EXTRACTED MATERIAL
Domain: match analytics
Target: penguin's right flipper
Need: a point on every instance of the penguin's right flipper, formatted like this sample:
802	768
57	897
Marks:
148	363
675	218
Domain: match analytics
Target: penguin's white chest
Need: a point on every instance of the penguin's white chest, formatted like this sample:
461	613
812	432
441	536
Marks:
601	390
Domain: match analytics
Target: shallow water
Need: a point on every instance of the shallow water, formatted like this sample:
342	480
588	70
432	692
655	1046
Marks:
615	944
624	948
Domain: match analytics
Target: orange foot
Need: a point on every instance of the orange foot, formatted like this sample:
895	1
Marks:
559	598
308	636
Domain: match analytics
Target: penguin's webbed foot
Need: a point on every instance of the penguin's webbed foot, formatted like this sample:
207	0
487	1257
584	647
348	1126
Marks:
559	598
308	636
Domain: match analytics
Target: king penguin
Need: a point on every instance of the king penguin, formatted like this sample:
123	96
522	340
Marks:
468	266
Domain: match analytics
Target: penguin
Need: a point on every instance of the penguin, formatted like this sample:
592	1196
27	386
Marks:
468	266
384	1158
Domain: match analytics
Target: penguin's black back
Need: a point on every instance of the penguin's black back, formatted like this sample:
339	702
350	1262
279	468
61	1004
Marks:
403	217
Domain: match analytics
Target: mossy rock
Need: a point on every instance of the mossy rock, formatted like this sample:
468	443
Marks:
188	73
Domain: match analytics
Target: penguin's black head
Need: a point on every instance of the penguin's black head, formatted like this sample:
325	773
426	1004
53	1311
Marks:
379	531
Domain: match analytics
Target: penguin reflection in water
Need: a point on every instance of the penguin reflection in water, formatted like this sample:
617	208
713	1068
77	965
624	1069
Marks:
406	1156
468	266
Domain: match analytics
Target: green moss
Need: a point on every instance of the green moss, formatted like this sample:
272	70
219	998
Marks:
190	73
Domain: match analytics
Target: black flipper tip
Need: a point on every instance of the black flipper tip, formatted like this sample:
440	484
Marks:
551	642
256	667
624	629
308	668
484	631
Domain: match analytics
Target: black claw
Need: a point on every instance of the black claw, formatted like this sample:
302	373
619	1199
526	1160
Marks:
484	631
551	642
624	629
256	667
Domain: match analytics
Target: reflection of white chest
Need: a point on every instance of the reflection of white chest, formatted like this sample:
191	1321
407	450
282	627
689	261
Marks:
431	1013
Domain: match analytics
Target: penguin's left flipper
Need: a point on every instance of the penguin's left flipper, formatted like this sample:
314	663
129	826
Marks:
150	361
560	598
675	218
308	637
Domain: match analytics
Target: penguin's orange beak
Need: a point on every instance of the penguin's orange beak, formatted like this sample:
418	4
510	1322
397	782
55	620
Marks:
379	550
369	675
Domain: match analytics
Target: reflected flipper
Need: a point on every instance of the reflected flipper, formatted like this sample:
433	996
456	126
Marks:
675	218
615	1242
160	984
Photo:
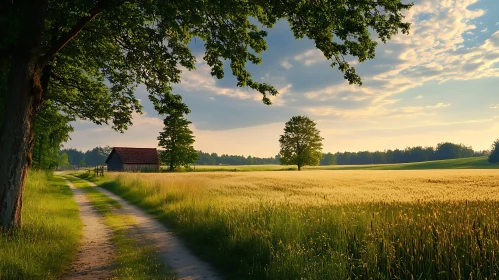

WRITTEN INSTRUCTION
Collect every line in the rows above that contains the word "rock", with case counting toward a match.

FINAL RESULT
Target: mossy rock
Need: a point on every instance of the mossy rock, formatted like this sample:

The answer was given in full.